Task brief: Copy out word for word every line from the one holding "target: bicycle front wheel" to the one holding "Give the mask of each instance of the bicycle", including both of those lines.

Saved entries
★ ★ ★ ★ ★ ★ ★

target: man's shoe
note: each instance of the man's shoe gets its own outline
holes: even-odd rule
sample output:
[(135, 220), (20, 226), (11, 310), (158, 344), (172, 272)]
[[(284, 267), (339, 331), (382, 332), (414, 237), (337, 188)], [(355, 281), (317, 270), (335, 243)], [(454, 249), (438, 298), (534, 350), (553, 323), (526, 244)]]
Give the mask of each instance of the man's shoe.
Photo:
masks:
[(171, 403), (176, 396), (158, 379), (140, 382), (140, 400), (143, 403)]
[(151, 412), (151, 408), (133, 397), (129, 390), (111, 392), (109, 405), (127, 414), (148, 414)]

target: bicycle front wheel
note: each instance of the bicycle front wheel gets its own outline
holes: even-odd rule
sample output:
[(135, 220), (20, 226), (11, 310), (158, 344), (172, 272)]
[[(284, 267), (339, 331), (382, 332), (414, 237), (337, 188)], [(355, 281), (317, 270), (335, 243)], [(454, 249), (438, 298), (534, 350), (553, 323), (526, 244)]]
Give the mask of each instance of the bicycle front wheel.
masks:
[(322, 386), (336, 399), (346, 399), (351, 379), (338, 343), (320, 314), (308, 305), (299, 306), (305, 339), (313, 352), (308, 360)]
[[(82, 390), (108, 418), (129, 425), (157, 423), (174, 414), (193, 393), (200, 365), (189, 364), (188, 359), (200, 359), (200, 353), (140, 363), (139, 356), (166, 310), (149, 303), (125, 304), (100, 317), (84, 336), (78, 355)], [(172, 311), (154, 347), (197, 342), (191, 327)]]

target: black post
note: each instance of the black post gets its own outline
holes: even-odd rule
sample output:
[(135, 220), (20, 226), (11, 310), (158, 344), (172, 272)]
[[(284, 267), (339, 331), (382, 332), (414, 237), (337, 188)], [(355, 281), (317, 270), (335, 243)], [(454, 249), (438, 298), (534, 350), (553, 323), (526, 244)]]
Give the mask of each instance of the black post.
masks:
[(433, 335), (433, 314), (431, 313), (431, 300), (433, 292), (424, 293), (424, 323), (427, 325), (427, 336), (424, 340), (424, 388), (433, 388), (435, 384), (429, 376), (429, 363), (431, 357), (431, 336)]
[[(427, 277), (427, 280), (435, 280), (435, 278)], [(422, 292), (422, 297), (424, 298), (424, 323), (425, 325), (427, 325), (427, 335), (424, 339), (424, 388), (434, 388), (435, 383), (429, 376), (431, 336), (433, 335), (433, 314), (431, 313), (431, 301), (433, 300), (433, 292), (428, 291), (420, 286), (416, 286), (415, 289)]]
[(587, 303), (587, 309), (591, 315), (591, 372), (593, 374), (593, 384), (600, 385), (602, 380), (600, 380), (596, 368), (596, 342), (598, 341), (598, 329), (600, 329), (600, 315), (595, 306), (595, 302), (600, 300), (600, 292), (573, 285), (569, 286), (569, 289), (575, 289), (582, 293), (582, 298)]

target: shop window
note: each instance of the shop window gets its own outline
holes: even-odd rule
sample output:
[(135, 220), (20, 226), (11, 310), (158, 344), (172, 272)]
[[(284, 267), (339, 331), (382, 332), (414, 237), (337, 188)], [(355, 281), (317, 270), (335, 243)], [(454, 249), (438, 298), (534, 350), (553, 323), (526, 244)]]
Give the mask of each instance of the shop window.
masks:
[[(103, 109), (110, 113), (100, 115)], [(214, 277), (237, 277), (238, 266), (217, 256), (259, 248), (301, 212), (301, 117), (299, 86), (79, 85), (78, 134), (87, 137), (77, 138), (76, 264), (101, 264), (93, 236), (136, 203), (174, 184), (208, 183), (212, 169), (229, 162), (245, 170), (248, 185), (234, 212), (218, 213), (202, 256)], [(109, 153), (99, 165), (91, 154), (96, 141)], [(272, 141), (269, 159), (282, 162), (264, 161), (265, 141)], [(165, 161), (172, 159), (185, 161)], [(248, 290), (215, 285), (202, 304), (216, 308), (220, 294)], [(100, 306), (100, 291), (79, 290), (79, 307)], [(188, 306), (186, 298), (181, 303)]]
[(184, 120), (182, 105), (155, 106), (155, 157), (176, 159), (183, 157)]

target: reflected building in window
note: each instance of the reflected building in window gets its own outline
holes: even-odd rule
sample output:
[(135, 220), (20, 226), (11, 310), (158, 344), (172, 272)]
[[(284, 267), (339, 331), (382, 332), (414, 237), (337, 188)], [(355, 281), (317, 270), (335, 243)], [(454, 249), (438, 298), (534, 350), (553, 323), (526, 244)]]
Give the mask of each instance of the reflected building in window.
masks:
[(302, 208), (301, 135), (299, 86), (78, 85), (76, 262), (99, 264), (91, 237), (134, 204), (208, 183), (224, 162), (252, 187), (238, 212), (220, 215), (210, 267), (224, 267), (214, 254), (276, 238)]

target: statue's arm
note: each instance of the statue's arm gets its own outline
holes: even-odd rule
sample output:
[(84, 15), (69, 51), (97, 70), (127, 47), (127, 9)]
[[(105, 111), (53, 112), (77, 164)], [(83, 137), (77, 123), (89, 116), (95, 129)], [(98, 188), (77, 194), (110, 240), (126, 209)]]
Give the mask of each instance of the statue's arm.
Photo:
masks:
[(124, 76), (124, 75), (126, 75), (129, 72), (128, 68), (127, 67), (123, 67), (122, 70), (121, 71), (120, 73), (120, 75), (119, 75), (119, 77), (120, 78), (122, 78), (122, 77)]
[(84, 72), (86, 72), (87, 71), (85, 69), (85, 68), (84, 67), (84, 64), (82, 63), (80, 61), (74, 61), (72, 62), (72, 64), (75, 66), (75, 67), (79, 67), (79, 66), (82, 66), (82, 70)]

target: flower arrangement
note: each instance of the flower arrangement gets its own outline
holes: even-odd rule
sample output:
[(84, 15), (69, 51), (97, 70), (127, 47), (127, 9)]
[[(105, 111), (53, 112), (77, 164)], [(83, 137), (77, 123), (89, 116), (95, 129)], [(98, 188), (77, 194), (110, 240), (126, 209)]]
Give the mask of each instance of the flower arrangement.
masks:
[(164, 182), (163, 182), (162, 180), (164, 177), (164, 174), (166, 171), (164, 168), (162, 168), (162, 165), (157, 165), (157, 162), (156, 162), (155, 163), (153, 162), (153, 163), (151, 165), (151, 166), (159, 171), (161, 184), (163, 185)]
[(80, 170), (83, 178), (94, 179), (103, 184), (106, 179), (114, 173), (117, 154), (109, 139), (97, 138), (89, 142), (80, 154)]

★ ★ ★ ★ ★ ★ ★

Task result:
target: bicycle front wheel
note: each instance of the bicycle front wheel gets its own outline
holes: even-odd rule
sample output:
[(135, 220), (20, 226), (11, 310), (158, 344), (172, 272)]
[[(284, 267), (339, 331), (382, 332), (414, 237), (337, 188)], [(355, 281), (317, 270), (335, 243)], [(454, 249), (438, 298), (534, 350), (553, 323), (526, 244)]]
Give the mask of each instance of the bicycle front wheel.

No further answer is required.